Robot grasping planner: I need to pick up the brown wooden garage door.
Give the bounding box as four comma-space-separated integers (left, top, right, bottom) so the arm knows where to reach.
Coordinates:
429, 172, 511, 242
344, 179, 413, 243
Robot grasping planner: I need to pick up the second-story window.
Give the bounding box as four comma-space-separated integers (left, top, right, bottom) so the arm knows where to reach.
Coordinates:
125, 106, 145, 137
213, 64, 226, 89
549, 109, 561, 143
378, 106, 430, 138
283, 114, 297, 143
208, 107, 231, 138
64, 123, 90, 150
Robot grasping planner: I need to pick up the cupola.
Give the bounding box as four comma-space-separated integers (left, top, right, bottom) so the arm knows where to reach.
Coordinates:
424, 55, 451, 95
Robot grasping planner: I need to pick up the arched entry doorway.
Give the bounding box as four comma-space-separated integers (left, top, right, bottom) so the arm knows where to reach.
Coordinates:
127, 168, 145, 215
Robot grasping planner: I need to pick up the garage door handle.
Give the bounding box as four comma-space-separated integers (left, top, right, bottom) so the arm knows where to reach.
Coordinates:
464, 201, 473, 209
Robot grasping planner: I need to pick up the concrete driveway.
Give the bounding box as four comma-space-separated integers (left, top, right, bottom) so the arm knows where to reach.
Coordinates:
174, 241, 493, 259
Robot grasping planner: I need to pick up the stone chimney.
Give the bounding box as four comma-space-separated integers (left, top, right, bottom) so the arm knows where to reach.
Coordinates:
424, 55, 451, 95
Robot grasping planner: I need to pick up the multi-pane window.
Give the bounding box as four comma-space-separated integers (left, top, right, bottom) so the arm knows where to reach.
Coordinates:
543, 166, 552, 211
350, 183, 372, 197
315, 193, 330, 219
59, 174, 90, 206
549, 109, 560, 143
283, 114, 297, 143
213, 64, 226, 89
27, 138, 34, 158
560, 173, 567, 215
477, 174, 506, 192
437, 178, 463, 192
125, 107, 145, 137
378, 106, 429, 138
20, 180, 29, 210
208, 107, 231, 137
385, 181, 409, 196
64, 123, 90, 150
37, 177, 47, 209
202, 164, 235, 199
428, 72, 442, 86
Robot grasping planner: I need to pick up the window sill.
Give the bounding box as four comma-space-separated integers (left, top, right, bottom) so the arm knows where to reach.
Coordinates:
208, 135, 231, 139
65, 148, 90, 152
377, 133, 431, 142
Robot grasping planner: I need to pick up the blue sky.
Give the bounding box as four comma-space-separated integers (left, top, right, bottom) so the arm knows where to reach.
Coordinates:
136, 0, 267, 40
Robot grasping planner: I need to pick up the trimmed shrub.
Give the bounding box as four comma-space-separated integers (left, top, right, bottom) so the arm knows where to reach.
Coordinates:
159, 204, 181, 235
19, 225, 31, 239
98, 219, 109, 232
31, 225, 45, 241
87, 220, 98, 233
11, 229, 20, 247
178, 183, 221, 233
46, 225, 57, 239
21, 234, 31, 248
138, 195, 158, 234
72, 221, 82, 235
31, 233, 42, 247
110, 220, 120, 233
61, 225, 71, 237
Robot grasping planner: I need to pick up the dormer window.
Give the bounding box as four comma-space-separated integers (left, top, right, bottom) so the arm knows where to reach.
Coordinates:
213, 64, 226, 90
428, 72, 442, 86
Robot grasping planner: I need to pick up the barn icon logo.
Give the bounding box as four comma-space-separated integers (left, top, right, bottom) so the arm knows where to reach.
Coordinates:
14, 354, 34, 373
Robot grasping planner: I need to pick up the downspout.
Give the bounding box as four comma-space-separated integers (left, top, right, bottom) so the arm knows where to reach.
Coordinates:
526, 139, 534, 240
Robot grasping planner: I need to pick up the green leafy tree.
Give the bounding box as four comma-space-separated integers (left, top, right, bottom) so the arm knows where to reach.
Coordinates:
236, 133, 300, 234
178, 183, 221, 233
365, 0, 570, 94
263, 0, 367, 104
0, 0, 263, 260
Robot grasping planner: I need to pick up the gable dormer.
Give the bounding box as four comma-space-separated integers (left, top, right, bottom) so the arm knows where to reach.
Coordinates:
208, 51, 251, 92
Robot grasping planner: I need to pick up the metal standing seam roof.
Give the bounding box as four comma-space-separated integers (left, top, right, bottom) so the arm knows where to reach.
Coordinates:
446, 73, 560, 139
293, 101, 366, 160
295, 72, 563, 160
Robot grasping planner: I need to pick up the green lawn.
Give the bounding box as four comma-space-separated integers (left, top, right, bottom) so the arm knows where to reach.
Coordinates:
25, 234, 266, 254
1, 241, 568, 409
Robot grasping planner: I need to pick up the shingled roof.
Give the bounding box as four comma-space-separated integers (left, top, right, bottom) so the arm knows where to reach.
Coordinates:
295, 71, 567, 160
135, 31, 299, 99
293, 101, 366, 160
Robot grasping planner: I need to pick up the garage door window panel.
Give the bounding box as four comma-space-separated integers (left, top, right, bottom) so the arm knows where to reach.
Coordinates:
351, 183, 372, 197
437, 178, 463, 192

· · · · ·

Exercise: Only an exact copy of the data above will do.

Output for this task:
Robot grasping planner: I need to pick up the brown wooden garage door.
Give the bounding box as four comma-space-separated integers (left, top, right, bottom) so the arm knows where to reach.
Coordinates:
429, 172, 511, 242
344, 179, 413, 243
Robot grasping planner: I need to pick up the second-story window.
Give the bounding box as four comma-space-separated integers (left, top, right, bottom) so the arm knows where to reach.
Coordinates:
125, 106, 145, 137
213, 64, 226, 89
549, 109, 561, 143
378, 106, 430, 138
283, 114, 297, 143
208, 107, 231, 138
64, 123, 90, 150
Robot grasping planner: I need to pick up the cupola.
Give the bounding box as four comma-space-separated integers (left, top, right, bottom) so the arm knows where to reach.
Coordinates:
424, 55, 451, 95
Robot grasping planner: I need to pick up the arched entry doorway.
Give the bounding box as four comma-space-separated integers (left, top, right, bottom) so the arm knows where to reach.
Coordinates:
127, 168, 145, 215
Robot grasping planner: I need to pick up the garage door handle.
Give the bounding box as four comma-space-separated integers (left, top, right, bottom) so the arm knows where to reach.
Coordinates:
464, 201, 473, 209
Robot grasping planner: I need to pick up the concrete driveway.
Give the bounding box as four comma-space-separated integers (left, top, right, bottom) so the arm knows where to reach.
Coordinates:
174, 241, 493, 259
Robot grasping planner: I need to pick up the stone chimney.
Give the bounding box as four comma-space-separated integers (left, top, right, bottom) so the arm knows where to reach.
Coordinates:
424, 55, 451, 95
Robot grasping planner: I need to pick up the multi-pane window.
Give the bounding box as four comma-space-separated integers (left, top, right, bottom) so the arm knows where to reach.
Coordinates:
543, 166, 552, 211
350, 183, 372, 197
315, 193, 330, 219
59, 174, 90, 206
549, 109, 560, 143
283, 114, 297, 143
213, 64, 226, 89
27, 138, 34, 158
560, 173, 567, 215
477, 174, 506, 192
437, 178, 463, 192
125, 107, 145, 137
378, 106, 429, 138
20, 180, 29, 210
208, 107, 231, 137
385, 181, 409, 196
64, 123, 90, 150
37, 177, 47, 209
202, 164, 235, 199
428, 72, 442, 86
Robot grasping planner: I need to pick up the window sill.
Give the bounding box as four comma-space-separated integers (left, top, right, bottom) so the arm knows where to reach.
Coordinates:
208, 135, 231, 139
65, 148, 90, 152
377, 133, 431, 142
Robot grasping planner: I need to pick up the blue sky.
Give the bounding box as four comma-space-separated integers (left, top, right, bottom) so the arm knows where to reach.
Coordinates:
136, 0, 267, 40
Robot grasping planner: I need to pick up the trimmed shrub.
Give the bounding box as four comma-space-separated integers (left, top, right, bottom) so the arm knows where to reach.
Coordinates:
159, 204, 181, 235
19, 225, 31, 239
98, 219, 109, 232
31, 225, 45, 241
87, 220, 98, 233
11, 229, 20, 247
178, 183, 221, 233
46, 225, 57, 239
21, 234, 31, 248
138, 195, 158, 234
72, 221, 82, 235
31, 233, 42, 247
110, 220, 120, 233
61, 225, 71, 237
Robot grasping planner: I need to pick up the dormer window.
Give the bounding box as four comma-space-separated integers (left, top, right, bottom) so the arm knows where to reach.
Coordinates:
213, 64, 226, 90
428, 72, 442, 86
Robot grasping planner: I need to pick up the barn icon logo.
Give the bounding box as four comma-space-separated integers (left, top, right, bottom) so the arm knows where to reach.
Coordinates:
14, 354, 34, 373
Robot grasping planner: I need to pick up the downspout.
Give the bounding box as four comma-space-separated integers (left, top, right, bottom) so the arm knows where to reach.
Coordinates:
526, 139, 534, 240
Robot grasping planner: I need to pick up the green leafy tree.
Give the bounding box as four comma-space-separated integers (left, top, right, bottom) so the arm knows where to reach.
Coordinates:
236, 133, 300, 234
178, 183, 221, 233
365, 0, 570, 94
263, 0, 367, 104
0, 0, 263, 260
Robot grasping planner: I need to pick up the gable dormer.
Give the bounding box as four comma-space-separated integers (left, top, right, bottom) so the arm knows where to reach.
Coordinates:
208, 51, 251, 92
Robot grasping planner: I need to pick up the metal standing seam roof.
Give the bounding box as four comma-space-separated integers (left, top, right, bottom) so the arm knows where to reach.
Coordinates:
446, 73, 560, 139
293, 101, 366, 160
295, 72, 563, 160
Robot grasping planner: I need to pick up the green lawn.
Give the bounding box as four comma-space-separated integers (left, top, right, bottom) so the arm knows where to reach.
Coordinates:
25, 234, 266, 254
1, 241, 568, 409
Robot grasping planner: I need to pick up the shingled roof.
Give the bounding box as four comma-space-separated integers (left, top, right, bottom) so the arm knows where to reach.
Coordinates:
295, 71, 567, 160
135, 31, 299, 99
293, 101, 366, 160
Robot grasping planner: I need to pick up the garage door window panel.
Give the bounding box as four comma-space-separated integers (left, top, right, bottom) so the arm knows where to reach.
Coordinates:
351, 183, 372, 197
437, 178, 463, 192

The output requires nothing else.